**TASK OBJECTIVE**
Without any change, set down every record below.

*** Opening of DATA ***

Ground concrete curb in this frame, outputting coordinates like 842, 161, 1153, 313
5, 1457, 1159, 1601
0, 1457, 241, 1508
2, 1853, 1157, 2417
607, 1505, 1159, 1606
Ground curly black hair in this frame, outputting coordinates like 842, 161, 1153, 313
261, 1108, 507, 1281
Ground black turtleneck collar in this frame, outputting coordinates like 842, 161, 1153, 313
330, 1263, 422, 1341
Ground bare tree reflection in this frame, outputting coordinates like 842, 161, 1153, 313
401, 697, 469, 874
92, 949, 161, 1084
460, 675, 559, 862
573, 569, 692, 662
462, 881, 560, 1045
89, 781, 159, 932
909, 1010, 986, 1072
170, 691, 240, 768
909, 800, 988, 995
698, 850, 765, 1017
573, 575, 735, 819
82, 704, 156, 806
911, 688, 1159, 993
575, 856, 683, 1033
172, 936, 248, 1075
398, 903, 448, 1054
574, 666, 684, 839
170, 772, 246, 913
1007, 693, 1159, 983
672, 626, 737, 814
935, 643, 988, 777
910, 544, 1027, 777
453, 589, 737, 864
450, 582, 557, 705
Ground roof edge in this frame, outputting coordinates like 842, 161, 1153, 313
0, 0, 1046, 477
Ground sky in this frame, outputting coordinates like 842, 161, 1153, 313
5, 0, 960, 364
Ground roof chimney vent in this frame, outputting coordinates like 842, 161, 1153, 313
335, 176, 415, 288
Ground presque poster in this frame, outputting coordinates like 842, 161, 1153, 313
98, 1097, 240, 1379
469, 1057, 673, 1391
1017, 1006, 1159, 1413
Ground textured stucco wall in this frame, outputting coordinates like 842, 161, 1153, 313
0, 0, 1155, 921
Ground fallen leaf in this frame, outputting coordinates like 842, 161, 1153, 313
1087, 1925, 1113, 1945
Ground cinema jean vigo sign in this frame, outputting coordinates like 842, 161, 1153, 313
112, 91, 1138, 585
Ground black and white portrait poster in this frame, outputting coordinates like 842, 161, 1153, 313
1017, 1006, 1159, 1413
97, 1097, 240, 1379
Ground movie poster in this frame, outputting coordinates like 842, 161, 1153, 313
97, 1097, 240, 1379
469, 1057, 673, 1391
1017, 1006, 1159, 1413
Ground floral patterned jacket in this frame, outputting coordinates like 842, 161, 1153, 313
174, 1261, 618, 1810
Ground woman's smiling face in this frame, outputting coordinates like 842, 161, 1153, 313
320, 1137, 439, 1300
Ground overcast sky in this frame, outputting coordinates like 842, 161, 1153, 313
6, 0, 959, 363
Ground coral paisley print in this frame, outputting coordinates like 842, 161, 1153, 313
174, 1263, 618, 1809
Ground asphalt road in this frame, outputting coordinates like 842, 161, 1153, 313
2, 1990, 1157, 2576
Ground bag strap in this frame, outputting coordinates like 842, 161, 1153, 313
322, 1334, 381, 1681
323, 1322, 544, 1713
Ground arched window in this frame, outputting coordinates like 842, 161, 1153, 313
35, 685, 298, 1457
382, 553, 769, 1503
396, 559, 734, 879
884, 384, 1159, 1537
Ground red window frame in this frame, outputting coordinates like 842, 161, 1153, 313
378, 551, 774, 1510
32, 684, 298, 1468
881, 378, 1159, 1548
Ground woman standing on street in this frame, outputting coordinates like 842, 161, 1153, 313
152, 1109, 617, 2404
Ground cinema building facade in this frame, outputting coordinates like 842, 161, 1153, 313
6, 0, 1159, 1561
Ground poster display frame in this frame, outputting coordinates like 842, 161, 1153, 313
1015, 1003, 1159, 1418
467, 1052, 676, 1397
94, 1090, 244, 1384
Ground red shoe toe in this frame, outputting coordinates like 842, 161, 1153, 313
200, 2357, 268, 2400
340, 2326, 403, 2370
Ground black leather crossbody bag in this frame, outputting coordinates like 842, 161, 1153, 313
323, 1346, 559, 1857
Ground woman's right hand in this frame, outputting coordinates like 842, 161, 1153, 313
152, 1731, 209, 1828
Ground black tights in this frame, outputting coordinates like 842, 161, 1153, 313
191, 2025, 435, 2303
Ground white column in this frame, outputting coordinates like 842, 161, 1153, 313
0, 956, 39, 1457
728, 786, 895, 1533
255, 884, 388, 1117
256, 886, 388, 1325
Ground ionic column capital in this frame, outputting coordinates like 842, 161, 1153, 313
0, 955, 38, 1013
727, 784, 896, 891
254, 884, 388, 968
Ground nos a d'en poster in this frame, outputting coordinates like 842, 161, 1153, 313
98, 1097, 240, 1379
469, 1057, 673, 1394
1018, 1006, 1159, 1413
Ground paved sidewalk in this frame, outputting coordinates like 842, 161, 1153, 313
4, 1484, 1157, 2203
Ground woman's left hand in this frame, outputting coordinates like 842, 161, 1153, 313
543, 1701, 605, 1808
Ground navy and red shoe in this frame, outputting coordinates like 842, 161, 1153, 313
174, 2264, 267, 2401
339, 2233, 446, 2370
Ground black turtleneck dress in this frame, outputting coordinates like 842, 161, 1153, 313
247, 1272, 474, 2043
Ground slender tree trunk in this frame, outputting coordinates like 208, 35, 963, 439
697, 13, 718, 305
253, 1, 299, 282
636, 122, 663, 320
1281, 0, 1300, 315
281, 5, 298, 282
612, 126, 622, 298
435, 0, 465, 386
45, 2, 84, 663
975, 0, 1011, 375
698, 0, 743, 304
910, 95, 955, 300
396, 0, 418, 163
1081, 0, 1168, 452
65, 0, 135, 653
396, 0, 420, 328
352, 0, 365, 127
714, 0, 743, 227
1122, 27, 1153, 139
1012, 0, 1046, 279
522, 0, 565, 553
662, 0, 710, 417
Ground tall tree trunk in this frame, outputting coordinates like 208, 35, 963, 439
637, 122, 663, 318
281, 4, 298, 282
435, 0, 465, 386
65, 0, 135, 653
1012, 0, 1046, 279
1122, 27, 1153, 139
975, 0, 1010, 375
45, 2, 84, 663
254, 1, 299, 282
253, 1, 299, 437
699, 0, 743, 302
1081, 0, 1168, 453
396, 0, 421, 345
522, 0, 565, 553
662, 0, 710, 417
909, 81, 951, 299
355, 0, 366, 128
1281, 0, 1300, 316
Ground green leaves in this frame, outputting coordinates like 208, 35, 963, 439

*** Close of DATA ***

**WRITTEN REPLY**
Ground concrete curb in this frame, outputting coordinates like 842, 161, 1153, 313
5, 1457, 1159, 1601
0, 1457, 241, 1508
2, 1853, 1157, 2417
607, 1505, 1159, 1606
Ground curly black hair in this frame, outputting coordinates like 842, 161, 1153, 313
261, 1108, 507, 1281
Ground black turtleneck collar in this frame, outputting coordinates like 842, 161, 1153, 313
330, 1263, 422, 1341
Ground bare tree reflection in this frame, outputting coordinates like 842, 161, 1153, 313
401, 697, 469, 874
92, 949, 161, 1084
460, 675, 559, 862
573, 569, 692, 662
462, 881, 560, 1045
89, 781, 159, 932
909, 1010, 986, 1072
170, 691, 240, 768
909, 800, 988, 995
698, 850, 765, 1017
573, 575, 735, 819
82, 704, 156, 806
911, 688, 1159, 993
575, 856, 683, 1033
172, 936, 248, 1075
398, 903, 448, 1054
574, 666, 684, 839
170, 772, 246, 913
1007, 693, 1159, 983
672, 626, 737, 814
935, 643, 988, 777
910, 544, 1027, 777
453, 589, 737, 864
450, 582, 557, 705
Ground roof edge in this frame, outputting coordinates like 842, 161, 1153, 313
0, 0, 1046, 477
Ground sky in this frame, outputting coordinates like 842, 161, 1153, 313
5, 0, 960, 364
Ground roof chimney vent in this frame, outputting coordinates like 842, 161, 1153, 313
335, 176, 415, 288
Ground presque poster in this frame, outputting coordinates like 842, 161, 1153, 313
98, 1097, 240, 1379
469, 1057, 673, 1391
1017, 1006, 1159, 1413
Ground textured stucco wall in this frame, outputting coordinates like 842, 161, 1153, 313
0, 0, 1155, 921
Ground fallen leaf in this frame, outputting coordinates like 842, 161, 1153, 313
1087, 1925, 1113, 1945
Ground cinema jean vigo sign in this frame, outputting coordinates like 842, 161, 1153, 313
112, 91, 1138, 585
Ground black and white portrait poster in this frame, outputting coordinates like 842, 161, 1153, 313
1017, 1006, 1159, 1413
97, 1097, 240, 1379
Ground movie poster in this frame, outputting coordinates like 842, 161, 1153, 313
97, 1097, 240, 1379
469, 1057, 673, 1391
1017, 1006, 1159, 1413
Ground floral patterned jacket in this frame, outputting coordinates like 842, 161, 1153, 313
174, 1261, 618, 1810
Ground woman's smiling face in this frame, outputting coordinates like 842, 161, 1153, 313
320, 1137, 439, 1300
Ground overcast sky in this frame, outputting coordinates like 842, 161, 1153, 313
6, 0, 959, 363
Ground coral paisley print in this frame, outputting coordinates like 842, 161, 1153, 313
174, 1263, 618, 1809
Ground asphalt road in this frame, outputting coordinates like 842, 161, 1153, 313
2, 1990, 1157, 2576
Ground bag strap in this frame, outputting coordinates like 842, 161, 1153, 313
322, 1334, 381, 1681
323, 1322, 544, 1713
Ground arched window in this frame, outputting coordinates like 842, 161, 1153, 313
35, 685, 298, 1457
382, 553, 769, 1503
396, 559, 734, 879
884, 384, 1159, 1537
Ground red window frame in this frame, outputting coordinates like 842, 161, 1153, 313
378, 551, 774, 1510
32, 684, 298, 1468
881, 378, 1159, 1548
Ground woman standing on street in this frame, outputting coordinates like 842, 161, 1153, 313
152, 1109, 617, 2404
Ground cinema building facade in this frame, outputting coordinates like 842, 161, 1153, 313
6, 0, 1159, 1561
Ground poster display frame in this frame, outputting coordinates like 842, 161, 1153, 313
1015, 1003, 1159, 1418
467, 1052, 676, 1397
94, 1090, 244, 1384
Ground red shoe toe in this frame, outputting coordinates like 842, 161, 1153, 313
200, 2357, 268, 2400
340, 2326, 403, 2370
Ground black leather crossbody bag in this frame, outputting coordinates like 842, 161, 1153, 313
323, 1346, 559, 1857
Ground woman's right hand in this frame, outputting coordinates like 842, 161, 1153, 313
152, 1731, 209, 1828
Ground black tights in this frame, outputting coordinates like 842, 161, 1153, 313
191, 2025, 435, 2303
Ground white column in this frame, outputting coordinates like 842, 161, 1153, 313
0, 956, 39, 1457
728, 786, 895, 1533
255, 884, 388, 1117
256, 886, 388, 1325
Ground ionic column capital in this frame, outputting coordinates like 842, 161, 1153, 313
0, 955, 38, 1013
727, 784, 896, 891
254, 884, 388, 968
Ground nos a d'en poster in this frame, outputting coordinates like 842, 161, 1153, 313
98, 1097, 240, 1379
469, 1057, 673, 1394
1018, 1006, 1159, 1413
Ground paved sidewalk in this frame, outputting coordinates like 842, 161, 1153, 313
4, 1484, 1157, 2203
Ground woman's left hand in this frame, outputting coordinates like 842, 161, 1153, 313
543, 1701, 605, 1808
Ground navy and red shoe in this frame, outputting coordinates like 842, 161, 1153, 313
174, 2264, 267, 2401
339, 2233, 446, 2370
Ground black turtleneck dress in this frame, outputting coordinates like 842, 161, 1153, 313
247, 1272, 474, 2043
Ground slender tree trunk in this frame, outputting coordinates like 208, 35, 963, 439
697, 13, 718, 305
253, 1, 299, 282
636, 122, 663, 320
1281, 0, 1300, 315
281, 5, 298, 282
612, 126, 622, 298
435, 0, 465, 386
45, 2, 84, 663
975, 0, 1011, 375
698, 0, 743, 304
910, 95, 955, 300
396, 0, 418, 163
1081, 0, 1168, 452
65, 0, 135, 653
396, 0, 420, 328
352, 0, 365, 127
714, 0, 743, 227
1122, 27, 1153, 139
1012, 0, 1046, 279
522, 0, 565, 553
662, 0, 710, 417
Ground tall tree trunk in this frame, outputting coordinates like 208, 35, 963, 439
637, 122, 663, 318
281, 4, 298, 282
435, 0, 465, 386
65, 0, 135, 653
1012, 0, 1046, 279
1122, 27, 1153, 139
975, 0, 1010, 375
45, 2, 84, 663
254, 1, 299, 282
253, 1, 299, 437
699, 0, 743, 302
1081, 0, 1168, 453
396, 0, 421, 345
522, 0, 565, 553
662, 0, 710, 417
909, 81, 951, 299
355, 0, 366, 128
1281, 0, 1300, 316
Ground green leaves in this frame, outputting coordinates like 208, 35, 963, 439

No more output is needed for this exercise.